Document text:
════════════════

Immutable Collections In Java - Not Now, Not Ever

The JDK contains immutable collections, but no type ImmutableCollection. I explain why and claim that that's never gonna change.

Mutability is bad, mkay? Hence, immutability is good. Central data structures whose ubiquity make immutability particularly rewarding are collections; List, Set, and Map in Java. But while the JDK comes with immutable (or unmodifiable?) collections, the type system knows nothing about that. There's no ImmutableLst in the JDK and, as a type, I consider Guava's to be borderline useless. Why, though? Why not just add Immutable... to the mix and call it a day?

What's An Immutable Collection?

In JDK terminology, immutable and unmodifiable have shifted over the last few years. Originally, unmodifiable marked an instance that offered no mutability (by throwing UnsupportedOperationException on mutating methods) but may be changed in other ways (maybe because it was just a wrapper around a mutable collection). This understanding is reflected in the methods Collections::unmodifiableList, unmodifiableSet, and unmodifiableMap and their JavaDoc.

════════════════

Required work:
Could you pick up the article on immutable collections in Java after its last sentence and keep writing it? The records that follow come from a different source than the article on immutable collections in Java.

Saved data entries
════════════════

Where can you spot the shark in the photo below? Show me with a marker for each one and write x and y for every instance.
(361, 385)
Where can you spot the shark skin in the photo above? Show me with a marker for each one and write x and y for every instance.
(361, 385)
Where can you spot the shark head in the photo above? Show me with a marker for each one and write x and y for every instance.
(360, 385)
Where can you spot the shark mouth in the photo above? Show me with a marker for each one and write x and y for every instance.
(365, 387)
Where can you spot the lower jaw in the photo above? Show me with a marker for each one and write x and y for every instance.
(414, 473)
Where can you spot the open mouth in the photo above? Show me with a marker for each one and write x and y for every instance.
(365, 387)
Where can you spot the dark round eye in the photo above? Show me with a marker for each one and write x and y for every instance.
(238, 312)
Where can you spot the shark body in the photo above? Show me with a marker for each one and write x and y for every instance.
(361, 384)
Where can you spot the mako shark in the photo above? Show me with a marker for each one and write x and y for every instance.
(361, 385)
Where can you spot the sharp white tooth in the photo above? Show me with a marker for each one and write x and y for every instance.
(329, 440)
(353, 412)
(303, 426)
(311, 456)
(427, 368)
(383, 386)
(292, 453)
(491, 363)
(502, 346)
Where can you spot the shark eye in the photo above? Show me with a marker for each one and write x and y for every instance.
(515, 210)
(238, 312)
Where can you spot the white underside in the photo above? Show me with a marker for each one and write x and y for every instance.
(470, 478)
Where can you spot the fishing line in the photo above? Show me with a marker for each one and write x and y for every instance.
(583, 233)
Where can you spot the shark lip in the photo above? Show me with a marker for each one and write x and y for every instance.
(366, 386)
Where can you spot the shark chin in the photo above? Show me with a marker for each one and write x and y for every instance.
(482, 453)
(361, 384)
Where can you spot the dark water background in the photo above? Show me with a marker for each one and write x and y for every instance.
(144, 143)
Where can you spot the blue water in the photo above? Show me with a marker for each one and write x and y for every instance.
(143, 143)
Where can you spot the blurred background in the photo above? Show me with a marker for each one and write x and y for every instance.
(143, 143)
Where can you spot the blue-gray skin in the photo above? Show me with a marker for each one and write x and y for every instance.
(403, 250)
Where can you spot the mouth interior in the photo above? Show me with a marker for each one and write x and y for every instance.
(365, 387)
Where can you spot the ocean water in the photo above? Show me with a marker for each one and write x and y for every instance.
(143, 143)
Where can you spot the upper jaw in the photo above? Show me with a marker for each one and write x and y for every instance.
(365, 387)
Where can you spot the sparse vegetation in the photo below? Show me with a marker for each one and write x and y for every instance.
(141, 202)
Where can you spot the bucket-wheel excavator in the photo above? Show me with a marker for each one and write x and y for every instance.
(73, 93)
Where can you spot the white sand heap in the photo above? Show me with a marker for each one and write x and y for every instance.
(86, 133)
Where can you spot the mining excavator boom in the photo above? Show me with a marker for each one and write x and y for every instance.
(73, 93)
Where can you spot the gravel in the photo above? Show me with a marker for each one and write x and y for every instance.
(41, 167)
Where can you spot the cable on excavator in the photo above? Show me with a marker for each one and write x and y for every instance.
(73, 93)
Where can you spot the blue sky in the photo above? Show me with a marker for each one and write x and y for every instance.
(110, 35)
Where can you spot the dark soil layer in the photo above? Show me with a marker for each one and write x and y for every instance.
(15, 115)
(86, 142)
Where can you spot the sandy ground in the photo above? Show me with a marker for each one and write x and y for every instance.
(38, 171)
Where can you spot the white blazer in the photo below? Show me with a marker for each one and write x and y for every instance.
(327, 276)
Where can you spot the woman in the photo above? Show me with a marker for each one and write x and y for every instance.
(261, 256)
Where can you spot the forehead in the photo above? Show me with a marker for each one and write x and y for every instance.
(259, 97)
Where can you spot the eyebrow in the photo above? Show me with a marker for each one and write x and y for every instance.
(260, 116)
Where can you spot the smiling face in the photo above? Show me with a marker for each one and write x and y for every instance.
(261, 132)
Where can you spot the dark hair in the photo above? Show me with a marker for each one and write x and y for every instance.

════════════════

Task result:
At first, the term immutable was used for the collections returned by Java 9's collection factory methods. The collections themselves could not be changed in any way (well, reflection, but that doesn't count) and so they seem to warrant the attribute immutable. Alas, that may easily cause confusion. Will a method that prints all elements in an immutable collection always have the same output? Yes? No?

If you didn't answer No immediately, you have first-person insight into the possible confusion. An immutable collection of secret agents might sound an awful lot like an immutable collection of immutable secret agents, but the two are not the same. The immutable collection may not be editable by adding/removing/clearing/etc, but, if secrets agents are mutable (although the lack of character development in spy movies seems to suggest otherwise), that doesn't mean the collection of agents as a whole is immutable. Hence the shift to call these collections unmodifiable instead of immutable as indicated by the new JavaDoc.

Personally, I disagree with that shift. To me, immutable collection only means that the collection itself can't be mutated, but says nothing about the elements it contains. That has the added advantage that it doesn't define the term immutability in a way that makes it borderline useless in the Java ecosystem.

In this post, immutable collections can contain mutable elements

Anyway, in this post, we're talking about immutable collections where...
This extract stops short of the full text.